I think streiff used the Russian military as an object lesson in the value of a professional NCO corps and why the Russian military are not able to perform on a par with the Western nations’ that actually have a professional NCO corps.
On the flip side of the object lessons the Russians are providing on the NCO corps seems, at least to me, to be the development and progression of our military’s after the Vietnam era and how closely correlated that increase in lethality with the increase in the educational attainment of the recruits into both the enlisted and officer ranks.
There’s something about a trained warrior, trained both intellectually and emotionally… and their ability to learn new and complex tasks and operate at a high tempo that the seems like pure conjecture to those that can’t master it. The US, and most of its allies, can do it while the Russians, and its autocratic kin, can’t.
With Multidomain war and increasingly dispersed units based on battlefield lethality, an effective NCO corps is more now than at any other point in our history. If a near-peer adversary wanted to cripple combat effectiveness in a clandestine manner, compromising our education system is a sure way to go about it.
Jeff, I’d be very interested in seeing a broad treatment of lessons learned with respect to the Russian-Ukrainian war… including the NCO corps (Russia or Ukraine vs the US, lack of air superiority or for that matter air superiority, the enhanced ISR space we have with our systems, and how the conditions that this war could be used as proxy conditions for a conflict with near-peer adversary like China.
That said, again… great series.
Tony, I was the EUCOM Deputy J5 when Russia invaded Georgia. Immediately after the crisis ended we formed an Armed Forces Assessment Team (AFAT) and sent it to Georgia to assess their needs and capabilities. I recommend we do something similar for Ukraine as soon as possible. This should look not only at the Ukraine Armed Forces, but also the impact of the NCO corps, the impact of drones, and other issues that came out during the war.

> _Supplied information_
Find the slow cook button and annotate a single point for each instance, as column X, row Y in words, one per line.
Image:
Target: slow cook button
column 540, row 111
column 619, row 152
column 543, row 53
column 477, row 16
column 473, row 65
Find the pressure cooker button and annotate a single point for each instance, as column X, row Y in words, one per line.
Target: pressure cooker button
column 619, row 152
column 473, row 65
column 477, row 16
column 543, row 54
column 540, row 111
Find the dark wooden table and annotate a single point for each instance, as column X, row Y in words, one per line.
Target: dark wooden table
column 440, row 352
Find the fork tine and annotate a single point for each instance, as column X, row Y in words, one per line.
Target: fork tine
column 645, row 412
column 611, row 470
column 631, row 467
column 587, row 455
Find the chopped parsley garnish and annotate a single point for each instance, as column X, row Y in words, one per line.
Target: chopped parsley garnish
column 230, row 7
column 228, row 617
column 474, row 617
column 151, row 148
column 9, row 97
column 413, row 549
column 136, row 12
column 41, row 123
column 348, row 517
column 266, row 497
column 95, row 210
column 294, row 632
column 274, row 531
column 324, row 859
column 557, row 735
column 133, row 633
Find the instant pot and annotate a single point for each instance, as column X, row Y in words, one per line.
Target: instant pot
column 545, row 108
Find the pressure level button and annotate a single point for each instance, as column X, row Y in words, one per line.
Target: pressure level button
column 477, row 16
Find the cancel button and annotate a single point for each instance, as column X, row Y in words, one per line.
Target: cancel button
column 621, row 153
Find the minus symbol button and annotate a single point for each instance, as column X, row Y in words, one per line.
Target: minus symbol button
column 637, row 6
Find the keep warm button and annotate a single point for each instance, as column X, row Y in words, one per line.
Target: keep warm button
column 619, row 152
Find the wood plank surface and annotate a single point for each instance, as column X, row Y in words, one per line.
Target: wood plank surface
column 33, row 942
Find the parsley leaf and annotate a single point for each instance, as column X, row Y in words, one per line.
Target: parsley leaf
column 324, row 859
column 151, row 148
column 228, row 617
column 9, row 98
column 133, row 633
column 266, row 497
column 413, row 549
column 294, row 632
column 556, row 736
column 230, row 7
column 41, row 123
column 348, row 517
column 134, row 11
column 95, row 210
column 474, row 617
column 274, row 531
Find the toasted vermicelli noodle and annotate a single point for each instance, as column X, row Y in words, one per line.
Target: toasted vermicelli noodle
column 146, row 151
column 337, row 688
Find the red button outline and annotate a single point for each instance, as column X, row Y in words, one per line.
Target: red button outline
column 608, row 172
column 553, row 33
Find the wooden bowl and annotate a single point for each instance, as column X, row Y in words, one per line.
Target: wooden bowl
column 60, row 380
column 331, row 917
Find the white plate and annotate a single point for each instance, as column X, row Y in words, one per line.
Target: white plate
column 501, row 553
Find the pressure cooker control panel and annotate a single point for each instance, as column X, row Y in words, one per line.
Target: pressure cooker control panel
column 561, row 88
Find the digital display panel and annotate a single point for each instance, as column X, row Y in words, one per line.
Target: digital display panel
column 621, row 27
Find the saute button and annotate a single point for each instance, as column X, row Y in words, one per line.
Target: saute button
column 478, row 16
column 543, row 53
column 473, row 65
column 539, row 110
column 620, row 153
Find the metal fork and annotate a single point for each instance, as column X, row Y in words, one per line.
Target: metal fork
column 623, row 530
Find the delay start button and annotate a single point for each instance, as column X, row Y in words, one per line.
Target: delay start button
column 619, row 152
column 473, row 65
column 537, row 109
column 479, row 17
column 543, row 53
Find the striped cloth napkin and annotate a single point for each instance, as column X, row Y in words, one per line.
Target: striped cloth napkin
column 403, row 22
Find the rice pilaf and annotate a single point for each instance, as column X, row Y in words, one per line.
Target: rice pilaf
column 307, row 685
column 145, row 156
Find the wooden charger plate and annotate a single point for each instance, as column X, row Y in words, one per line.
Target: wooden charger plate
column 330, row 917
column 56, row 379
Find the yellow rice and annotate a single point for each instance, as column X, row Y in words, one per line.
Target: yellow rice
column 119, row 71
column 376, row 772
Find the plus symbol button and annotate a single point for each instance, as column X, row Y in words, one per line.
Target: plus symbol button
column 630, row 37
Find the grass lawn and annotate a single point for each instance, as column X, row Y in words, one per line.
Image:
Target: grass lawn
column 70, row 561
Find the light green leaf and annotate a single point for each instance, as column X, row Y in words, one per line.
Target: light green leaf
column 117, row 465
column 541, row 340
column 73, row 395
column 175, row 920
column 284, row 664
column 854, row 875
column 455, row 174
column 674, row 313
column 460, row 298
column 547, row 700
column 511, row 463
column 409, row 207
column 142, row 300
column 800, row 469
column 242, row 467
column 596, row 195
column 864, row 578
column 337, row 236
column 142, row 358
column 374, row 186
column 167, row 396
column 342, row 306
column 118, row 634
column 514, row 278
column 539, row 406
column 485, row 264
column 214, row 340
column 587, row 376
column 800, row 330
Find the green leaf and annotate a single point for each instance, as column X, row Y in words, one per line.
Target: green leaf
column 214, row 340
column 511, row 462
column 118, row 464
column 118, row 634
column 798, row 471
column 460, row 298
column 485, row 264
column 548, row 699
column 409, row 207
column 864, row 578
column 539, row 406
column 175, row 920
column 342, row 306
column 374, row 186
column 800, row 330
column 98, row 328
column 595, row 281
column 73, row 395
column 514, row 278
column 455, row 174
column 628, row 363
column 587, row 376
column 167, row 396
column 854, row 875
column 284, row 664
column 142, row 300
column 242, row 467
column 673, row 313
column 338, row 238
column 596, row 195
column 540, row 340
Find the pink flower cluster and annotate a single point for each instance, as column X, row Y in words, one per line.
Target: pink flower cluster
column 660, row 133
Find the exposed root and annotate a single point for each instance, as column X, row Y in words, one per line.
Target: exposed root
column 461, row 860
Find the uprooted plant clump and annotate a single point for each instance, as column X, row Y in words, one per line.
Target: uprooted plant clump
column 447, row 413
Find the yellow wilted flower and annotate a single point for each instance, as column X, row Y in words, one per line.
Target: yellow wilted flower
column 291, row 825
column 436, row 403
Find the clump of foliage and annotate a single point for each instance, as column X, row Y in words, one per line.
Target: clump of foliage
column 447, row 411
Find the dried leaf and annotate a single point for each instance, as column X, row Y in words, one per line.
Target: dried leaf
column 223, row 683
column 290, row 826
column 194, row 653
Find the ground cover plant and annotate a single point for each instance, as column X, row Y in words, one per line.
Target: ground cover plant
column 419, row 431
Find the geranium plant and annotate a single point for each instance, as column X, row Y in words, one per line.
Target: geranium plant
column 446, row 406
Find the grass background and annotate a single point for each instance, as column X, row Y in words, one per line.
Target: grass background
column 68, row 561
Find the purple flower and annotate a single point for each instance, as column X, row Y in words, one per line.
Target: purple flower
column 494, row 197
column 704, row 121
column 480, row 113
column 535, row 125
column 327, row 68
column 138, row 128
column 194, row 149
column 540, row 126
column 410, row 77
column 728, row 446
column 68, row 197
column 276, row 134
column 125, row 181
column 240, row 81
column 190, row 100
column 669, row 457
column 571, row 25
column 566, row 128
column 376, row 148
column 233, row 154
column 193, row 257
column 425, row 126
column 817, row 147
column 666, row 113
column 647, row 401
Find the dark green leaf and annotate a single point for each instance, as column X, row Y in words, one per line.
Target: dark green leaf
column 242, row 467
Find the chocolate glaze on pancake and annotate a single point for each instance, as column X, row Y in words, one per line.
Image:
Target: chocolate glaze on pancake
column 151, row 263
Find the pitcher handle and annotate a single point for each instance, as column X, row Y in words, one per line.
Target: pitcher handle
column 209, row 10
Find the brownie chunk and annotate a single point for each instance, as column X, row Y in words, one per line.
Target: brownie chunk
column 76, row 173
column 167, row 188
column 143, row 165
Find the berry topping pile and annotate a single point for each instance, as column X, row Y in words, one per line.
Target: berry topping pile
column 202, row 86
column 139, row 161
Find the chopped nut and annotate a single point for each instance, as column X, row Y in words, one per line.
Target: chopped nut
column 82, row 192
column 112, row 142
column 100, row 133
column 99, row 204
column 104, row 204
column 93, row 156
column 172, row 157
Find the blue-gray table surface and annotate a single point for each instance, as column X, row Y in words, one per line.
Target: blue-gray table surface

> _Work required_
In the passage about the Russian military and the NCO corps, what position did the writer of the last comment hold when Russia invaded Georgia?

> _Solved exercise_
EUCOM Deputy J5